Brief: Beneath this task are records; print exactly the stretch of them from the line with "pixel 89 355" through the line with "pixel 185 211", both ends included.

Collection entries:

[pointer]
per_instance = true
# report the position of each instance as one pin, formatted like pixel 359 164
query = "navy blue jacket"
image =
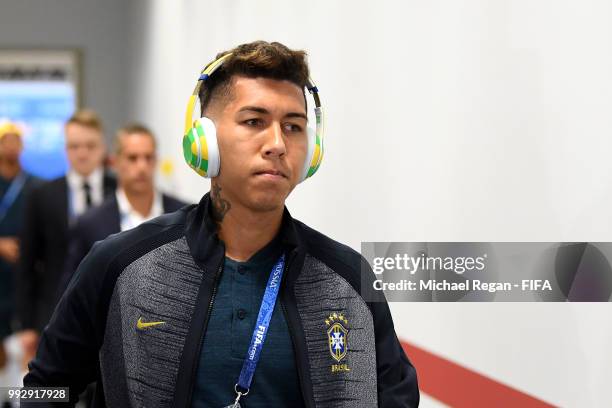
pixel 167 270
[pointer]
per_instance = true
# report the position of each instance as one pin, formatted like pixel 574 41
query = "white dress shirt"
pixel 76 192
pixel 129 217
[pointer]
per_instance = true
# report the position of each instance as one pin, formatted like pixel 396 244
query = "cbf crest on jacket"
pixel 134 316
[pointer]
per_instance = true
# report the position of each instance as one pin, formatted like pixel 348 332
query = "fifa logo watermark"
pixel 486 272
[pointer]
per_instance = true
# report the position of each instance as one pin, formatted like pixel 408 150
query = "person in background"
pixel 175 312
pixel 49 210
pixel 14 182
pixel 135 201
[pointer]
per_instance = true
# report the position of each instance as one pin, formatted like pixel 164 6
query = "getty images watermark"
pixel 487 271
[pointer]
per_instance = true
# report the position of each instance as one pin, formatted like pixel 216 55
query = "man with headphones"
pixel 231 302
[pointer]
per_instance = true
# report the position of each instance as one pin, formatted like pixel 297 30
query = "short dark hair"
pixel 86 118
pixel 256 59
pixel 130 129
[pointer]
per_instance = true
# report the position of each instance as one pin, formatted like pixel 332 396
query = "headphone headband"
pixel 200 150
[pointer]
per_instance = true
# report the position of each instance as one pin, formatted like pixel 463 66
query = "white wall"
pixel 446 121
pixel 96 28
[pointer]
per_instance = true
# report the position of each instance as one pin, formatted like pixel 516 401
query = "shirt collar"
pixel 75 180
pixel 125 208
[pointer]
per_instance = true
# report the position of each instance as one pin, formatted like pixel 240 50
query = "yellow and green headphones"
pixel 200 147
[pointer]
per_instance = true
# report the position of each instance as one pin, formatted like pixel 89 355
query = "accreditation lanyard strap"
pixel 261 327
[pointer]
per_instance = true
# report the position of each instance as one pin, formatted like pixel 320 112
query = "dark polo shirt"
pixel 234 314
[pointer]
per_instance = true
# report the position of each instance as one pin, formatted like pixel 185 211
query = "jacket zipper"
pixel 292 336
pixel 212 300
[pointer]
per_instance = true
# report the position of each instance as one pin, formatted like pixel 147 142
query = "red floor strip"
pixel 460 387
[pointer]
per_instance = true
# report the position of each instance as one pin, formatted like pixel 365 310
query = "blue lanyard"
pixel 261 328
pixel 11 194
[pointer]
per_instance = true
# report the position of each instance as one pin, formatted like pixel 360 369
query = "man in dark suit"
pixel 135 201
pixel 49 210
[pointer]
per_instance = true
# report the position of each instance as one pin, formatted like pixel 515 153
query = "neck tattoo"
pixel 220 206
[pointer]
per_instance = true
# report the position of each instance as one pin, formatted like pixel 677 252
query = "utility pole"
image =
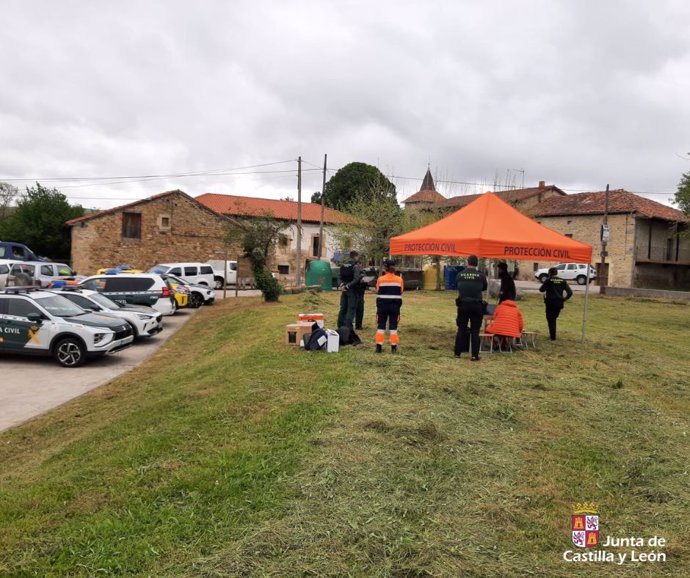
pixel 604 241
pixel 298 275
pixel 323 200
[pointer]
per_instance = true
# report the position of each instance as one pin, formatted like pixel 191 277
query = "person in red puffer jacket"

--

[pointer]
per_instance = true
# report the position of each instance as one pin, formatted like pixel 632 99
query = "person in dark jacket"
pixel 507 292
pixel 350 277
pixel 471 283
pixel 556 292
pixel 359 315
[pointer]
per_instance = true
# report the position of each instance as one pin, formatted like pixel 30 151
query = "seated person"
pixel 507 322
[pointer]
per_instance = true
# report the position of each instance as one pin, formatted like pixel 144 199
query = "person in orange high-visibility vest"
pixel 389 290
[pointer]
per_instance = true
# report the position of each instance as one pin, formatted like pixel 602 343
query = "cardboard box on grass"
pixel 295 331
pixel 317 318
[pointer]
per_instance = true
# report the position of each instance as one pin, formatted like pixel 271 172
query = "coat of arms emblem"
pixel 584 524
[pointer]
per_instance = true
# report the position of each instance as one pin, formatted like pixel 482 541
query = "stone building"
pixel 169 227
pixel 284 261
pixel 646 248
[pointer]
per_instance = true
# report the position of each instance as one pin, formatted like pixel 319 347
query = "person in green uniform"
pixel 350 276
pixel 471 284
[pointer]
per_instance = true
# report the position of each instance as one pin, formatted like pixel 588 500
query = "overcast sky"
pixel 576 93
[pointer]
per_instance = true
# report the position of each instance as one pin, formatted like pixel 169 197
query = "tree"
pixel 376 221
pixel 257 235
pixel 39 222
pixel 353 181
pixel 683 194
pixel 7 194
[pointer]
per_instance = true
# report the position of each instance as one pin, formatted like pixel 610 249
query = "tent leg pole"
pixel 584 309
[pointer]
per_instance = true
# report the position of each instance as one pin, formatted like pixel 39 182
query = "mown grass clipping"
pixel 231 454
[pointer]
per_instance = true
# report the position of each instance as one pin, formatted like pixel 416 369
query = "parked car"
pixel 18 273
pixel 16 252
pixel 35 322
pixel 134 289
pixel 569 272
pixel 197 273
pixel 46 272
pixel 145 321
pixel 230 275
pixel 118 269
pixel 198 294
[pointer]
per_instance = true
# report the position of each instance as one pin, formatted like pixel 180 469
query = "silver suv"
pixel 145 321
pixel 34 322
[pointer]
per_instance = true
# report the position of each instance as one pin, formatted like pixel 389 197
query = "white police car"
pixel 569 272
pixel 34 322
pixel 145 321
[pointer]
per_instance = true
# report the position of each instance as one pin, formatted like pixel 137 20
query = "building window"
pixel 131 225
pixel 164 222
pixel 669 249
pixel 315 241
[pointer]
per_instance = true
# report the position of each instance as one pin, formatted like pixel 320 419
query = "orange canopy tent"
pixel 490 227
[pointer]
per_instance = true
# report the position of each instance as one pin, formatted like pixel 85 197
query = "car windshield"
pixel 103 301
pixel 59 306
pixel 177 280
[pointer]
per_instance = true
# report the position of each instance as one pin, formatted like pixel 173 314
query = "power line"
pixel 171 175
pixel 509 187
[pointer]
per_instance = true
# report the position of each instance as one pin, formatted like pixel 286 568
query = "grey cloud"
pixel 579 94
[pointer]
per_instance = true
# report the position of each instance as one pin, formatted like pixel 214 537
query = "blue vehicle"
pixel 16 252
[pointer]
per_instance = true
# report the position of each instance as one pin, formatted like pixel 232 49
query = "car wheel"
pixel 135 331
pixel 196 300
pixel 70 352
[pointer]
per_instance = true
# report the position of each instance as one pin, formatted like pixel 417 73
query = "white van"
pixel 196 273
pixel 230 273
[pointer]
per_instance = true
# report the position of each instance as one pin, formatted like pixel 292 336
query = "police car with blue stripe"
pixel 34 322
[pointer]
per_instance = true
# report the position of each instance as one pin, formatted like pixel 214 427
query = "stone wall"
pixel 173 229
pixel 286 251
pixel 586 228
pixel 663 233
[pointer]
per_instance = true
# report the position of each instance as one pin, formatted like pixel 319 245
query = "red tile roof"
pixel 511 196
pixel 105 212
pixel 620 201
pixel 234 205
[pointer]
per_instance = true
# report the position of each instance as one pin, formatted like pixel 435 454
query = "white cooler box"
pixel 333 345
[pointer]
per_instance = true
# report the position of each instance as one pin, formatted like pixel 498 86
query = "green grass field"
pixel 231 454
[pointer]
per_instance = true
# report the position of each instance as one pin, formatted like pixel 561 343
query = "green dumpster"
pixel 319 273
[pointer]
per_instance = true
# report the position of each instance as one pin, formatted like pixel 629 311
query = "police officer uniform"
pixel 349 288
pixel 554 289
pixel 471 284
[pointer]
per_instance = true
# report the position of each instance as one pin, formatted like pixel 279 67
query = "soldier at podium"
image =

Solution:
# report the position of each instance as one pin, formatted like pixel 89 355
query = "accreditation lanyard strap"
pixel 261 327
[pointer]
per_instance = true
# report the position of each instance as one pin, formatted like pixel 320 112
query = "dark polo shirt"
pixel 234 314
[pointer]
per_instance = true
# report the position of each instance as one pin, formatted like pixel 185 211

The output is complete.